Instruction A:
In the passage about ODD, rewrite the paragraph beginning "Typically, an asset owner's ODD process" in a shorter form that keeps its main facts.
Instruction B:
Return, word for word, the part of the ODD passage that opens with the words containing "Vetkamp says APG’s" and closes with "for asset owners.".

Quoted passage:

==============================

Kopiec says a big part of the challenge of ODD, and the pleasure of doing it, comes from the fact that “it is a constantly changing landscape”.
“If I think about what it looked like when I first started [compared] to today, the reason why I like to do it is because it continues to evolve,” he says. “Whether it’s through ART’s growth, to the investment managers, to the regulatory landscape, each has a challenge. That’s what continues to drive people in ODD, because it doesn’t matter whether you look at a manager today, compared to three years ago it’s not the same lens, it will have changed.”
Typically, an asset owner’s ODD process kicks in after its investment team has already determined that it needs to hire an external asset manager, and often the investment team will conduct some investigations and can weed out managers that are obvious non-starters before handing over the task for a deep dive by the ODD specialists.
“We then will work with the team to understand whether or not that manager is going to proceed; only at the point where that manager is going to proceed would we then start the due diligence process,” Kopiec says.
“The way that I would look at it is if you use the funnel approach, where you have a large number of investment thoughts, distil that down to where you get to the [point] we’re going to move forward; and we then get engaged with the relevant asset classes to start that process.”
Vetkamp says APG’s portfolio managers have long been involved in ODD, but in 2017 it made ODD a centralised and specialised activity.
“And to be honest, since that time we have continuously been working on what we call the ODD framework,” he says.
It’s a two-way street
LPPI’s Eastwood notes that ODD creates a virtuous circle. It gives an asset owner confidence in the business models and structures of the asset managers it hires, but it can also deliver valuable feedback to asset managers to help them improve systems and processes, which is good for asset owners.
“Part of the discussion that we have with the manager is we say to them, we’re not here to play gotcha. That’s not our job. We’re not consultants. We’re not being paid by the amount of red flags that we find. We’re not there to discount them, we’re there to see if we can invest with them in a safe and secure environment.”

==============================

Data block:
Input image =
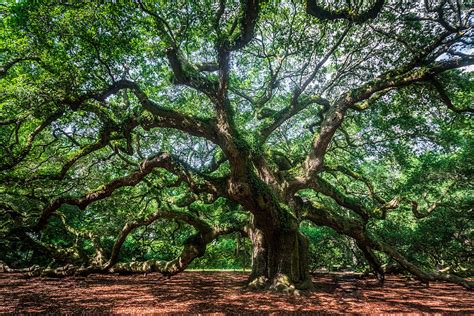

==============================

Exercise output A:
An asset owner's ODD process usually begins only after its investment team has decided to hire an external asset manager. The investment team often investigates first and rules out obvious non-starters, then hands the task to ODD specialists for a deep dive.

Exercise output B:
Vetkamp says APG’s portfolio managers have long been involved in ODD, but in 2017 it made ODD a centralised and specialised activity.
“And to be honest, since that time we have continuously been working on what we call the ODD framework,” he says.
It’s a two-way street
LPPI’s Eastwood notes that ODD creates a virtuous circle. It gives an asset owner confidence in the business models and structures of the asset managers it hires, but it can also deliver valuable feedback to asset managers to help them improve systems and processes, which is good for asset owners.